#### [TUJUAN]
Lanjutkan tulisan tentang calon gubernur DKI Jakarta di bawah ini, dimulai setelah kalimat terakhirnya.

#### [KUTIPAN SUMBER]

%%

Apalagi sudah terlihat dari calon-calon gubernur DKI yang sudah ada. Rekam jejaknya sudah terlihat. Yang satu sedang mengadu nasib, siapa tahu berkat bapaknya bisa dapat “durian runtuh”. Satunya lagi sudah pernah juga menjadi pejabat, yaitu menjadi Menteri Pendidikan Dasar dan Menengah selama 2 tahun dengan mengelola anggaran pendidikan Rp 80 trilyunan. Tetapi, perubahan apa yang kita rasakan di dunia pendidikan ? Kenapa dunia pendidikan masih tetap mahal ? Kenapa sampai lolos anggaran sertifikasi guru Rp 23,3 trilyun yang tidak jelas, sehingga dibatalkan oleh Menkeu Sri Mulyani ? Pengawasannya terhadap sertifikasi para guru-guru itu bagaimana ? Kenapa gurunya sudah disertifikasi dan dapat penghasilan besar, tetapi siswanya masih terpaksa harus ikut bimbingan belajar yang berbiaya mahal ? Kenapa ada pembatalan UN sebagai syarat kelulusan, tetapi tetap melaksanakan UN.
Lalu manfaat UN itu untuk apa ? Supaya anggarannya tetap bisa keluar? Sebab kalau cuma untuk memetakan kualitas pendidikan para siswa, tak perlu harus ada UN. Tetapi cukup dengan sidak atau membuka laporan dari masyarakat. Realita inilah, yang membuat khalayak belum melihat prestasi Pak Anis ini bermakna buat kesejahteraan rakyat Indonesia.
Pada sisi lain, Pak Ahokpun juga sudah menyadari kekeliruannya, dan sudah meminta maaf. Tetapi sepertinya itu masih dianggap kurang oleh orang-orang Jakarta atau luar Jakarta ? Ini yang tidak jelas.
Oleh karena itu, saya cuma bisa menyarankan: “Biarkanlah rakyat Jakarta yang menentukan nasibnya sendiri”. Kalau mereka memang masih ingin dipimpin oleh Pak Ahok, jangan diputus harapannya. Janganlah mereka dihalang-halangi untuk mendapatkan kehidupan yang lebih baik. Apalagi memang masih ada “janji”: Pak Ahok yang belum terwujud. Beliaunya ini ingin membangun rumah sakit mewah namun bukan untuk orang kaya, tetapi untuk warga masyarakat biasa yang keuangannya pas-pasan. Pak Ahok masih mau memperbaiki gizi rakyat kecil dengan program daging murah, dan tentunya akan muncul ide-ide baru lainnya, seperti adanya pasukan ungu yang “ menangani lansia”, membuka lapangan kerja seperti di kepulauan seribu dengan disediakan modal dan tempat pemasarannya, dll.

%%

#### [DATA MENTAH]
%%

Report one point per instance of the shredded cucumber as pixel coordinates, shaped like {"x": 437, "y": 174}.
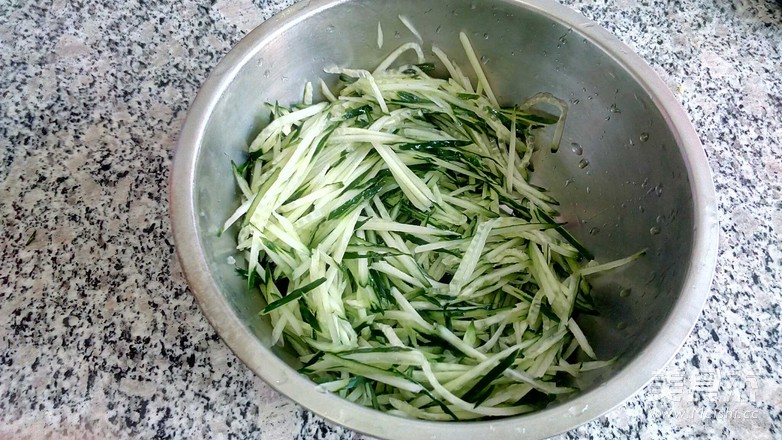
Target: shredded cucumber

%%

#### [JAWABAN SOAL]
Namun, kalau ternyata rakyat Jakarta sendiri yang tidak lagi menghendaki Pak Ahok untuk menjadi gubernur DKI, maka kalau mereka kemudian tidak mendapatkan pemimpin Jakarta yang sebaik atau lebih baik dari Pak Ahok, berarti itu salah mereka sendiri. Bukan salahnya orang yang ikut demo karena telah “memaksa” menggugurkan pencalonan Pak Ahok. Jadi jangan rampas hak warga Jakarta untuk bisa memilih pemimpin yang disukainya. Ini akan lebih fair.
Karena itu dalam menyikapi kasus Pak Ahok ini kita haruslah bijaksana. Mari kita tanya hati nurani kita masing-masing ! Apakah benar Pak Ahok itu telah menistakan agama Islam, atau jangan-jangan justru kita sendiri yang sedang dalam proses menistakan agama Islam, sehingga sesungguhnya Tuhan lebih marah kepada kita karena sudah “melecehkan-Nya", yaitu: melanggar larangan-Nya untuk tidak maksiat dan korupsi, tidak mau berbagi kesejahteraan dengan orang miskin, munafik tetapi sok suci bahkan ingin menghalangi orang lain untuk bisa terlepas dari penderitaannya, dll. Tuhan itu tidak perlu dibela dengan wujud kemarahan kita, karena Tuhan Maha Tahu siapa yang harus dihukumnya.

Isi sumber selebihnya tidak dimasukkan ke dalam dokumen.